▶ **WRITTEN EXERCISE**
Render every line of the items below as a JSON list of strings, one string per line, with blank lines omitted. Leave the pictures out of the answer.

────────────────────────────────────────

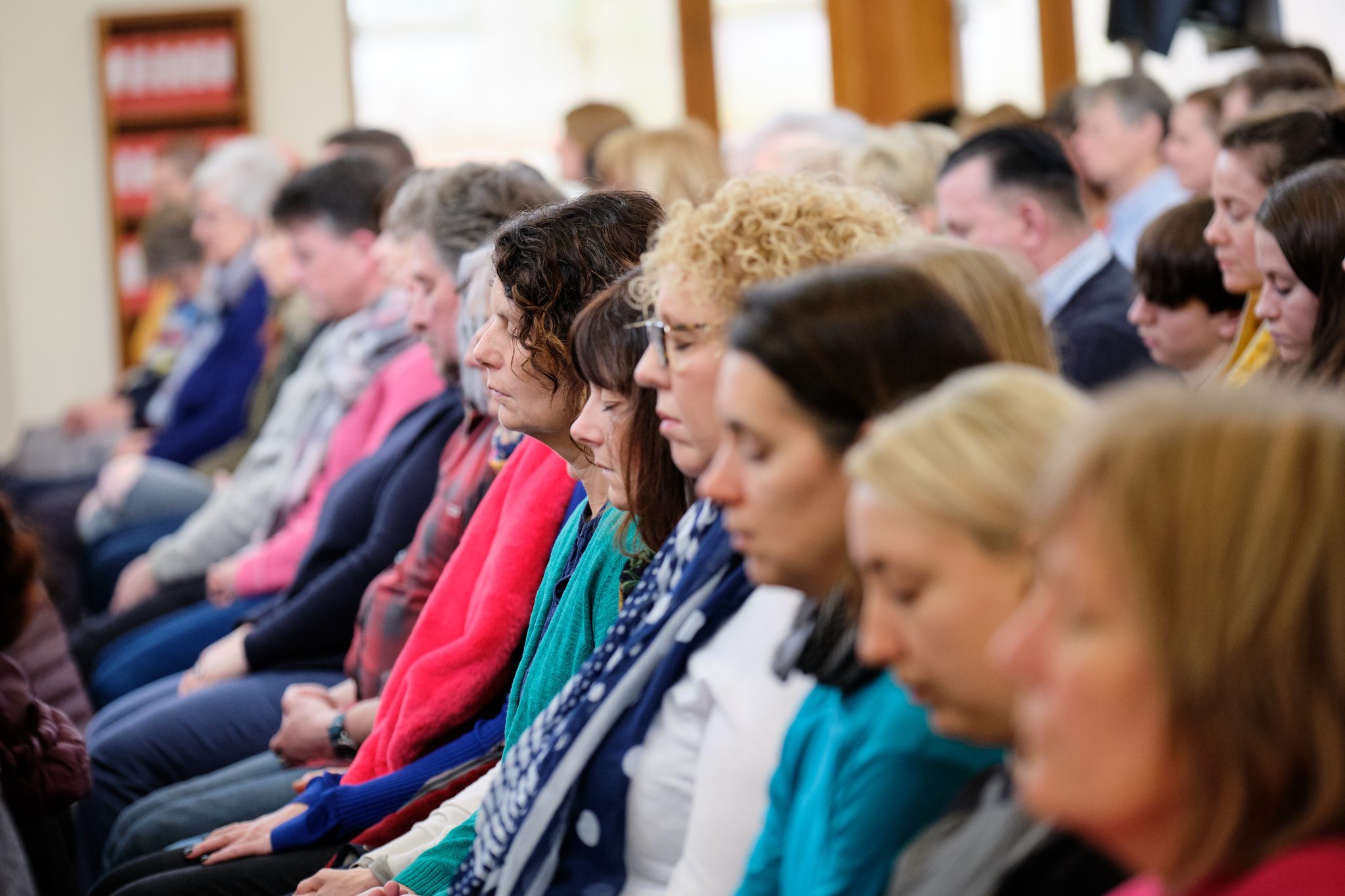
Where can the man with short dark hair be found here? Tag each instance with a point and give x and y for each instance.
(384, 147)
(1119, 144)
(1013, 188)
(331, 215)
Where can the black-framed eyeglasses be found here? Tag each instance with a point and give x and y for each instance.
(659, 332)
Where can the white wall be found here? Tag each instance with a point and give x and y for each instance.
(57, 324)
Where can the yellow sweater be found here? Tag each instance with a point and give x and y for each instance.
(1252, 349)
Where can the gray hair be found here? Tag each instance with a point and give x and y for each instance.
(903, 161)
(1136, 97)
(412, 209)
(249, 172)
(805, 141)
(475, 276)
(474, 199)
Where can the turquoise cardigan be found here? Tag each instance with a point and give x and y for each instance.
(860, 775)
(586, 610)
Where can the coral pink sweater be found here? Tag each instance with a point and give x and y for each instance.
(1313, 870)
(404, 385)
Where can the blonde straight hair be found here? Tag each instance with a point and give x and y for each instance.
(970, 453)
(1229, 509)
(992, 292)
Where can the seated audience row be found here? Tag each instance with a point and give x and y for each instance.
(755, 543)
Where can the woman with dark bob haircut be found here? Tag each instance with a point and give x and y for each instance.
(681, 698)
(607, 343)
(549, 265)
(813, 360)
(1183, 310)
(1300, 247)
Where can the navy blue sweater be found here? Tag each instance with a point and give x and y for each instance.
(211, 408)
(1097, 343)
(369, 516)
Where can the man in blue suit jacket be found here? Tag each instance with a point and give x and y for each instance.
(1013, 188)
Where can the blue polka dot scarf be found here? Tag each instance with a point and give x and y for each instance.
(554, 820)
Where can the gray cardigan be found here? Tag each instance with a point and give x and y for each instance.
(290, 449)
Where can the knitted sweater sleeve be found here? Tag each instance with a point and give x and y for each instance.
(347, 809)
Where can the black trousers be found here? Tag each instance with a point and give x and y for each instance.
(167, 874)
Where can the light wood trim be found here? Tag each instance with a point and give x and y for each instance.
(892, 60)
(697, 26)
(1059, 60)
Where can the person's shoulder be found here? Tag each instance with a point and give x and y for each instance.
(1111, 286)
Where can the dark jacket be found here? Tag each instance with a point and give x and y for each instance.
(43, 761)
(1156, 23)
(43, 653)
(1095, 341)
(368, 517)
(213, 403)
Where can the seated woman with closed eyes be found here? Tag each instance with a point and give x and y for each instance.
(681, 698)
(938, 528)
(549, 264)
(811, 360)
(1183, 694)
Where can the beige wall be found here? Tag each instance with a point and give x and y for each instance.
(57, 340)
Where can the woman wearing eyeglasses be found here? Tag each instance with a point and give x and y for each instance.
(653, 777)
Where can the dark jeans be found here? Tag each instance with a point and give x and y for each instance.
(105, 559)
(154, 738)
(92, 636)
(167, 874)
(237, 793)
(164, 647)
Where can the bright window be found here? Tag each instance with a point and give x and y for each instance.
(493, 81)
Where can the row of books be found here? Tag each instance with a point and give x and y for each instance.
(164, 74)
(135, 155)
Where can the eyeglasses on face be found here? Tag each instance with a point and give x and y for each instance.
(658, 333)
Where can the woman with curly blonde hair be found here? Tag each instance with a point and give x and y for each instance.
(674, 163)
(650, 773)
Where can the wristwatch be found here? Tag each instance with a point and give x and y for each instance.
(343, 746)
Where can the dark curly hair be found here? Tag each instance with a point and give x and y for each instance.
(552, 261)
(606, 351)
(18, 572)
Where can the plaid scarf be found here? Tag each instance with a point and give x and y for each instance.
(689, 590)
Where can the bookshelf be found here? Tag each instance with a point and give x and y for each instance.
(163, 77)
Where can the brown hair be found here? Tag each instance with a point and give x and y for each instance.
(1211, 101)
(552, 261)
(993, 295)
(1283, 75)
(852, 341)
(588, 124)
(1278, 144)
(676, 163)
(18, 574)
(1227, 507)
(1304, 214)
(1174, 264)
(606, 349)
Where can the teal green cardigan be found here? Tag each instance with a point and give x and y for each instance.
(860, 775)
(586, 610)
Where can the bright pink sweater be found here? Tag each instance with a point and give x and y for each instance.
(1314, 870)
(404, 385)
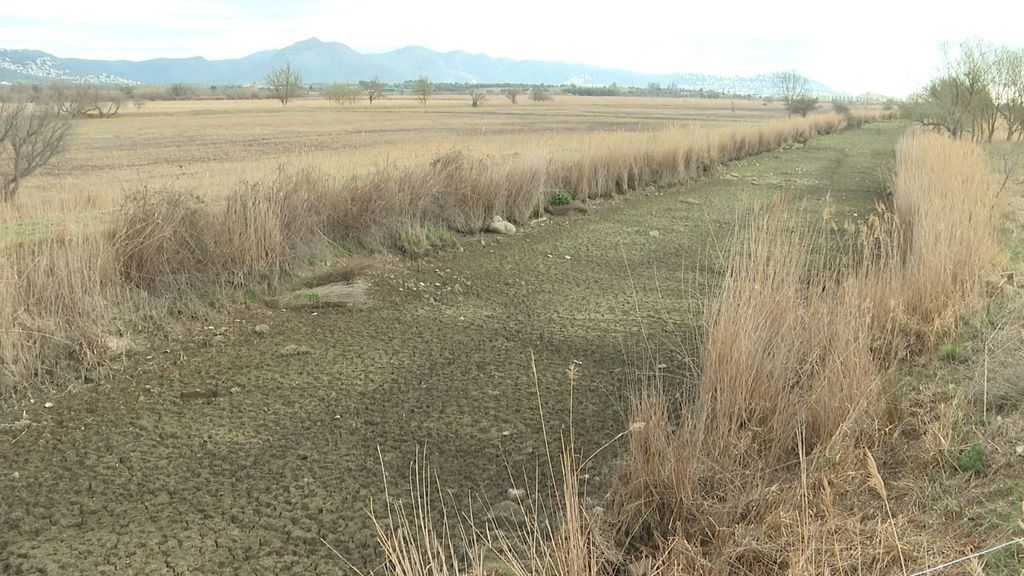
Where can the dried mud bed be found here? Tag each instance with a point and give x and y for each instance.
(220, 454)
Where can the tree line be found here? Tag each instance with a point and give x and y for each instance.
(979, 93)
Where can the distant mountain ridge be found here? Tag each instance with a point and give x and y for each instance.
(322, 63)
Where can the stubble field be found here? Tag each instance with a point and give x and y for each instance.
(212, 448)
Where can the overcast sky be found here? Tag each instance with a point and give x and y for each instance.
(887, 46)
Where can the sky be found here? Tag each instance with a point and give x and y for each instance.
(890, 47)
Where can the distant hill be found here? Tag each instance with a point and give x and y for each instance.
(333, 62)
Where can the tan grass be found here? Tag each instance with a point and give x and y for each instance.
(761, 474)
(174, 242)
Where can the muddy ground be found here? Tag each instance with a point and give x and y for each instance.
(221, 453)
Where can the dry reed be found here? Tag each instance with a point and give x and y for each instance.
(759, 475)
(162, 243)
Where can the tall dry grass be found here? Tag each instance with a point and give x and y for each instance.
(764, 472)
(64, 295)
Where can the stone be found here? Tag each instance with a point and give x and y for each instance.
(508, 515)
(565, 209)
(516, 493)
(293, 350)
(499, 224)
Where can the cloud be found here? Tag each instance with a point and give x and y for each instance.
(878, 45)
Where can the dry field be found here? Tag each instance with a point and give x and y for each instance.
(209, 147)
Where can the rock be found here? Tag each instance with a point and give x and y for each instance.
(119, 345)
(516, 493)
(639, 568)
(293, 350)
(508, 515)
(1011, 278)
(500, 225)
(999, 285)
(565, 209)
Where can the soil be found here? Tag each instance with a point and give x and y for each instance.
(223, 453)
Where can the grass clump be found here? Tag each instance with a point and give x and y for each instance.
(561, 197)
(972, 458)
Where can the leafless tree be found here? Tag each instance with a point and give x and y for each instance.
(1008, 89)
(339, 93)
(791, 86)
(424, 88)
(285, 82)
(375, 89)
(83, 99)
(30, 136)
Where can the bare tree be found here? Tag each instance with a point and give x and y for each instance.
(539, 94)
(339, 93)
(513, 94)
(375, 89)
(285, 82)
(803, 106)
(83, 99)
(1008, 89)
(30, 136)
(791, 86)
(961, 100)
(423, 88)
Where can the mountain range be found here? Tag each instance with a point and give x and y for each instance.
(322, 63)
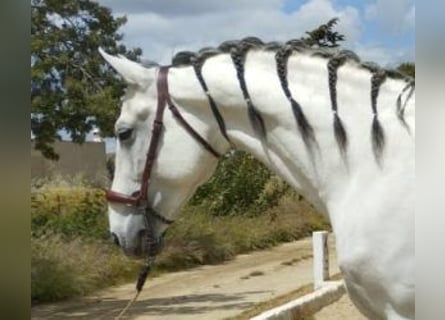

────────────────────────────────────────

▶ **ANSWER FOR THIS EXERCISE**
[
  "Where can the man with short dark hair be found here? Tag each instance with a point and give x and y for each instance.",
  "(384, 147)",
  "(1119, 144)",
  "(1013, 188)",
  "(331, 215)",
  "Where can the black-framed eyeglasses be found here? Tag each instance with a point and give x and y for each instance.",
  "(659, 332)",
  "Where can the white wall be found here? Tag each instance with a point and give x and y for each instance.",
  "(57, 324)",
  "Where can the yellow sweater be found here? Tag each instance with a point and give x and y for each instance.",
  "(1252, 349)",
  "Where can the gray hair be found here? Tag each instance with a point and give x and y for each instance.",
  "(903, 161)",
  "(1136, 97)",
  "(412, 209)",
  "(249, 172)",
  "(805, 141)",
  "(475, 276)",
  "(474, 199)",
  "Where can the turquoise cardigan be found here? Tag each instance with a point and give x and y for each instance.",
  "(860, 775)",
  "(586, 610)",
  "Where can the coral pink sweater be found here? Tag each instance with a point and give x and y for each instance.",
  "(1313, 870)",
  "(404, 385)",
  "Where can the blonde straight hair be found here? Tag each instance with a point and give x and y for each instance.",
  "(970, 453)",
  "(1229, 509)",
  "(992, 292)",
  "Where can the seated audience row be found here? Tag each instance with a point and give x and y for each instance.",
  "(755, 543)",
  "Where can the woman with dark bob haircut be found here? Tag each instance with a point and give x and y for each instance.",
  "(681, 698)",
  "(607, 343)",
  "(549, 265)",
  "(813, 360)",
  "(1183, 310)",
  "(1300, 247)",
  "Where can the navy blue sweater be found here? Tag each instance with a point and give x and y for each instance.",
  "(211, 408)",
  "(1097, 343)",
  "(369, 516)",
  "Where can the man in blue suit jacket be found here? Tag each instance with a point and give x and y for each instance.",
  "(1013, 188)",
  "Where can the blue polka dot scarf be found here? Tag each instance with a point and give x and y for each instance.",
  "(554, 820)",
  "Where can the gray cardigan be found here? Tag each instance with a point and give x and y for each instance.",
  "(290, 449)",
  "Where can the knitted sweater sleeve be found here? Tag each instance with a point and give x and y for each instance.",
  "(347, 809)",
  "Where can the black trousers be found here? Tag each instance with a point and give x and y for each instance.",
  "(167, 874)",
  "Where can the light wood trim be found here? Tag each instance with a point and give x and y for each instance.",
  "(892, 60)",
  "(697, 26)",
  "(1059, 60)",
  "Where can the person's shoulder be found here? Tag each instance with a point and give x and y for each instance.",
  "(1111, 286)",
  "Where can the dark jacket be found here? Tag each instance with a point and give x and y for each instance.",
  "(43, 761)",
  "(1156, 23)",
  "(43, 653)",
  "(1095, 341)",
  "(368, 517)",
  "(213, 403)",
  "Where can the seated woman with closed eyes be found here? Tag each instance with a point and give x and y for each instance.",
  "(681, 698)",
  "(938, 528)",
  "(549, 264)",
  "(811, 360)",
  "(1183, 694)",
  "Where can the beige wall be found here? Tag each instance with a point and give x and y for each instance.",
  "(57, 340)",
  "Where can the woman wearing eyeglasses be found here? Tag each instance with a point and give x and y for each instance.",
  "(653, 777)",
  "Where can the dark jeans be found here? Tag each instance with a point and give x and y for each instance.",
  "(105, 559)",
  "(154, 738)",
  "(92, 636)",
  "(167, 874)",
  "(237, 793)",
  "(164, 647)",
  "Where can the bright window be found here? Tag each instance with a point and give x and y for each instance.",
  "(493, 81)",
  "Where can the row of books be found here? Tag each instance with a point and give x and y for each instance.",
  "(164, 74)",
  "(135, 155)",
  "Where can the eyeglasses on face be found here? Tag each instance with a point and give x and y for each instance.",
  "(658, 333)",
  "Where can the woman with curly blonde hair be found here? Tag each instance with a point and give x and y for each instance.",
  "(674, 163)",
  "(650, 773)",
  "Where can the wristwatch be found here? Tag each instance with a point and give x and y for each instance.",
  "(343, 746)",
  "Where can the dark curly hair be found here? Tag each instance with a point and give x and y for each instance.",
  "(552, 261)",
  "(606, 351)",
  "(18, 572)",
  "Where can the plaid scarf be found here? Tag each instance with a point and give x and y for each instance.",
  "(689, 590)",
  "Where can the bookshelf be found here? Tag each instance with a point and give x and y for each instance.",
  "(163, 77)",
  "Where can the brown hair be found here? Tag each instance with a point and give x and y for each instance.",
  "(1211, 101)",
  "(552, 261)",
  "(993, 295)",
  "(1283, 75)",
  "(852, 341)",
  "(588, 124)",
  "(1278, 144)",
  "(676, 163)",
  "(18, 574)",
  "(1227, 507)",
  "(1304, 214)",
  "(1174, 264)",
  "(606, 349)",
  "Where can the teal green cardigan be found here? Tag each instance with a point and give x and y for each instance.",
  "(860, 775)",
  "(586, 610)",
  "Where can the bright pink sweater be found here? Tag each instance with a point and give x and y for each instance.",
  "(1314, 870)",
  "(404, 385)",
  "Where can the dried mud bed be found here? Tag each instance with a point and give x and y for each instance.",
  "(220, 454)",
  "Where can the tree line be found here? Tag each instance with a point and give x and y for each instance.",
  "(979, 93)",
  "Where can the distant mountain ridge be found here? Tag each instance with a point and give x and y for each instance.",
  "(322, 63)",
  "Where can the stubble field be found here? Tag each instance with a point and give x and y for each instance.",
  "(212, 448)",
  "Where can the overcast sky be found here? Tag each instance with a point and give x and y for each instance.",
  "(887, 46)",
  "Where can the sky be found here? Tag each instance with a point and give x and y for each instance.",
  "(890, 47)",
  "Where can the distant hill be found here? Tag each instance with a point and give x and y for each instance.",
  "(333, 62)",
  "Where can the tan grass be found here? Tag each instance with a point and give x and y for each instance.",
  "(761, 474)",
  "(174, 242)",
  "Where can the muddy ground be found here? Tag each instance with a point and give x and y for each instance.",
  "(221, 453)",
  "Where can the dry reed be found here? Tag each instance with a point and give x and y for each instance.",
  "(759, 475)",
  "(162, 243)",
  "Where can the tall dry grass be found here? Tag each instance with a point and give x and y for each instance.",
  "(764, 472)",
  "(64, 295)",
  "Where can the stone be found here? Tag each instance with a point and give x and y for each instance.",
  "(508, 515)",
  "(565, 209)",
  "(516, 493)",
  "(293, 350)",
  "(499, 224)",
  "Where can the cloud be found here? Tag each instance with a point and give x and y for each instance.",
  "(878, 45)",
  "Where can the dry field be found here? Tag each instance with a point and give x and y for each instance.",
  "(209, 147)",
  "Where can the rock be found here? Tag each instance with a point and give x and y for each instance.",
  "(119, 345)",
  "(516, 493)",
  "(639, 568)",
  "(293, 350)",
  "(508, 515)",
  "(1011, 278)",
  "(500, 225)",
  "(999, 285)",
  "(565, 209)",
  "Where can the soil be found here? Tag each instance with a point and give x and y for each instance.",
  "(223, 453)",
  "Where can the grass clump be found here? Tag each instance with a point and give x and y for each instance.",
  "(561, 197)",
  "(972, 458)",
  "Where can the leafless tree be found here? Tag each instance with a point and give x and y for each instance.",
  "(1008, 89)",
  "(339, 93)",
  "(791, 86)",
  "(424, 88)",
  "(285, 82)",
  "(375, 89)",
  "(83, 99)",
  "(30, 136)",
  "Where can the bare tree be found here? Tag each instance with a point and give x and y for each instance.",
  "(539, 94)",
  "(339, 93)",
  "(513, 94)",
  "(375, 89)",
  "(285, 82)",
  "(803, 106)",
  "(83, 99)",
  "(1008, 89)",
  "(30, 136)",
  "(791, 86)",
  "(961, 100)",
  "(423, 88)",
  "Where can the mountain range be found here? Tag each instance with a point and give x and y for each instance.",
  "(322, 63)"
]